### Given data
□ □ □ □ □
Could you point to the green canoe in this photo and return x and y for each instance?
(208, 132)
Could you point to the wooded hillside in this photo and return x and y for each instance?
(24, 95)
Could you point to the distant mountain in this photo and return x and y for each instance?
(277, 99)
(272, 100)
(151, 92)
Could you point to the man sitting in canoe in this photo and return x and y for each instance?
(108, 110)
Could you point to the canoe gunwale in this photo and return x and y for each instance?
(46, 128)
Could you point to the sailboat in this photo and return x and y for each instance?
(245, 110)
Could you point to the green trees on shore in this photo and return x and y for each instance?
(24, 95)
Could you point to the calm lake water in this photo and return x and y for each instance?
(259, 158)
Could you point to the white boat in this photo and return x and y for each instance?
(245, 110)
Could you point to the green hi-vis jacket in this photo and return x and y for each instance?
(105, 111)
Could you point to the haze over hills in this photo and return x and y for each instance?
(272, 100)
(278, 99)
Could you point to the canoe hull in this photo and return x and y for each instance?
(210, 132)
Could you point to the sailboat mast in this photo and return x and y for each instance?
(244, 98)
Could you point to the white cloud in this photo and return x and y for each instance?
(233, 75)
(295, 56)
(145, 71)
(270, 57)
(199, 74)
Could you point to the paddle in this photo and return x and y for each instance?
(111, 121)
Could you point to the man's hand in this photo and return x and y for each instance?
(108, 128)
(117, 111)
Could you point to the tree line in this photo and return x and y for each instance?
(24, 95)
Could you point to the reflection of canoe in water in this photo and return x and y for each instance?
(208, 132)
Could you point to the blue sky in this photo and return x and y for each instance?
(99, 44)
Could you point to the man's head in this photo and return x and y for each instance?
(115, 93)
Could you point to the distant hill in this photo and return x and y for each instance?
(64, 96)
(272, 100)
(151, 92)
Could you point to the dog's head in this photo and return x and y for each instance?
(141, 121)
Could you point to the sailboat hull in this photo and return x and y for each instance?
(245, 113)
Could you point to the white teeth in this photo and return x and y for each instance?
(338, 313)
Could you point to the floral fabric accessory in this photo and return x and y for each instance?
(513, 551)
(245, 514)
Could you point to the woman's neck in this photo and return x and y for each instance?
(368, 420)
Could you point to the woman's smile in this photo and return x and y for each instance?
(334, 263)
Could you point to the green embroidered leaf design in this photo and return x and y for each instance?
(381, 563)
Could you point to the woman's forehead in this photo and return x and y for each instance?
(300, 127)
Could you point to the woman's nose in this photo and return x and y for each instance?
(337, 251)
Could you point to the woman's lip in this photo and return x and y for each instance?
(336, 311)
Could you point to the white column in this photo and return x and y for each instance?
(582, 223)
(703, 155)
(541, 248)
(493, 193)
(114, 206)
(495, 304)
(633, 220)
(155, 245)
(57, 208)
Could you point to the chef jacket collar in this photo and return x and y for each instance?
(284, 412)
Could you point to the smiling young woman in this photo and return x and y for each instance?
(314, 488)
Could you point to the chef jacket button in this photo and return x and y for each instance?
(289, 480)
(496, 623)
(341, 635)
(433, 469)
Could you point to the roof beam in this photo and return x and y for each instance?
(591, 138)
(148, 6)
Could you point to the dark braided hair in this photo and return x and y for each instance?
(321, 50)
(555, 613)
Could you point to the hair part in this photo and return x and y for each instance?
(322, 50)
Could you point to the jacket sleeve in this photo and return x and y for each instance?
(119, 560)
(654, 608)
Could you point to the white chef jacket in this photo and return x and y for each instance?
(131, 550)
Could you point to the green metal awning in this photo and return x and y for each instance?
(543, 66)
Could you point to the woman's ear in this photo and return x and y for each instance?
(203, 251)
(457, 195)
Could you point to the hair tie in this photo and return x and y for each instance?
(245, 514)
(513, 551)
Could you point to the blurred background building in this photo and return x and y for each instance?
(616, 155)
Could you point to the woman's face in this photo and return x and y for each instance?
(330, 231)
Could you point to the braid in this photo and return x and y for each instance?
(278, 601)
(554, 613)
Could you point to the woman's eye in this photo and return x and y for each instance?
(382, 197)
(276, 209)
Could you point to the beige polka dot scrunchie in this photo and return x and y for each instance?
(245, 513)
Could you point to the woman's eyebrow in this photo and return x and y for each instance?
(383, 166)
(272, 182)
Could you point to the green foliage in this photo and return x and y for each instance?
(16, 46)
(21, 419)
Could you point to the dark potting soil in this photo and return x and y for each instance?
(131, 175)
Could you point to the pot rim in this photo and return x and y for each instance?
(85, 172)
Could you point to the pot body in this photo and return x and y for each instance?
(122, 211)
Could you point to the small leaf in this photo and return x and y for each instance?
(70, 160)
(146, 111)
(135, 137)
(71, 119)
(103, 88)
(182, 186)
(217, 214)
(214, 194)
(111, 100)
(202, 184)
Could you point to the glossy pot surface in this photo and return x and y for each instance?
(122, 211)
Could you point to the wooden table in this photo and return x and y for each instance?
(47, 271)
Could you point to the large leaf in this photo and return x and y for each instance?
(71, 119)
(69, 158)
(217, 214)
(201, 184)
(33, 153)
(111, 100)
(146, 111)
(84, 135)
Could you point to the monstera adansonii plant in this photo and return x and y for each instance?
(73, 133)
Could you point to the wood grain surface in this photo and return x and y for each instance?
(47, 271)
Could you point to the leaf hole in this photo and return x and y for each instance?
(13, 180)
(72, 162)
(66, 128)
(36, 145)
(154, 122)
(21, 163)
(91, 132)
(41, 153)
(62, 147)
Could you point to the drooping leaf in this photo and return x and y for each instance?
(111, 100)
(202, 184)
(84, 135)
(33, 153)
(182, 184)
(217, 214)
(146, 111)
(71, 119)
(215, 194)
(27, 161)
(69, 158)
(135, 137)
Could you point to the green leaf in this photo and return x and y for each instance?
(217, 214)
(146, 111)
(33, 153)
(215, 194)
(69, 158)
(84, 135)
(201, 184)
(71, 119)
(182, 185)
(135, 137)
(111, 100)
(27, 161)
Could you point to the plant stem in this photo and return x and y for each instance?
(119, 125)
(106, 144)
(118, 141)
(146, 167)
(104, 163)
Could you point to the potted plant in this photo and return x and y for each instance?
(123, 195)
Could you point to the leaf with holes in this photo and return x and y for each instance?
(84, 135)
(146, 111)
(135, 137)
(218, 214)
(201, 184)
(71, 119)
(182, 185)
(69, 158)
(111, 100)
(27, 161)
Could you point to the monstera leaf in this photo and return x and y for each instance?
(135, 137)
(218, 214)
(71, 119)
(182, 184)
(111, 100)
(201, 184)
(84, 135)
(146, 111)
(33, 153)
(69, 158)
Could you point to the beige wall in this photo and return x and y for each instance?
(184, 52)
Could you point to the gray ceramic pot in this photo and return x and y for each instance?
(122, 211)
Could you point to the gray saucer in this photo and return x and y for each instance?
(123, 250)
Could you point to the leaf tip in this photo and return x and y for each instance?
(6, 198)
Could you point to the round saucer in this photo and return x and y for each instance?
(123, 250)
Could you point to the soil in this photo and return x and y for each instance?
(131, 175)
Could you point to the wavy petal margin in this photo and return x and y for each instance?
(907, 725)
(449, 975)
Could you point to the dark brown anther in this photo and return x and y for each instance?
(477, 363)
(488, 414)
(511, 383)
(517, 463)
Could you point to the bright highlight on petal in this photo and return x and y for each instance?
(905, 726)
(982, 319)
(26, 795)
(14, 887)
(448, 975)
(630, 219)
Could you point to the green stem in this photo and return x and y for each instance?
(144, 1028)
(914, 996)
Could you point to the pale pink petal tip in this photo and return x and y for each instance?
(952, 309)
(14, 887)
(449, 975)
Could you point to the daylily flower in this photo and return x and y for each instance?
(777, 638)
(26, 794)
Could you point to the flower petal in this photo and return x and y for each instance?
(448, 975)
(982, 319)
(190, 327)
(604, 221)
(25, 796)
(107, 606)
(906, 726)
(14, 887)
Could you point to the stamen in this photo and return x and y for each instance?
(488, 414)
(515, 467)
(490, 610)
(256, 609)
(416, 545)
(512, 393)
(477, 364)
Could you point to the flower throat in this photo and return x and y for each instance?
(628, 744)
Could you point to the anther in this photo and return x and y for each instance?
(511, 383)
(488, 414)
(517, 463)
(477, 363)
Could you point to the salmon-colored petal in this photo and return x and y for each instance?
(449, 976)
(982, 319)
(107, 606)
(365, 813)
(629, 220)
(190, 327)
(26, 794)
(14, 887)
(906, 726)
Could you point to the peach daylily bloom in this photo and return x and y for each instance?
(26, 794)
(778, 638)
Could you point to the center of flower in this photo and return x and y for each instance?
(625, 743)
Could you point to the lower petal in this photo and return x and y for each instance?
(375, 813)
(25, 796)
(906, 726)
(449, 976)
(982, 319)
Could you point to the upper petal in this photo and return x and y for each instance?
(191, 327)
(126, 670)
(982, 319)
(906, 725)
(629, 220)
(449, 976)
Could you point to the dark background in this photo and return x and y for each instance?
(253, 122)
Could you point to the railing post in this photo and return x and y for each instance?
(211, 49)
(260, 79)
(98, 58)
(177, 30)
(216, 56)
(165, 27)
□ □ □ □ □
Give back only the lines from the one containing "Could you point to the upper" through the final line of the entries above, exactly as written, both included.

Could you point to the upper petal in this photo and return x and y for each instance?
(191, 327)
(126, 670)
(982, 319)
(906, 725)
(629, 220)
(449, 976)
Could you point to the dark background in this photo and return x and y for each instance?
(253, 122)
Could you point to the railing post in this photo and return x and y for each instance?
(211, 49)
(260, 79)
(98, 58)
(177, 30)
(216, 56)
(165, 27)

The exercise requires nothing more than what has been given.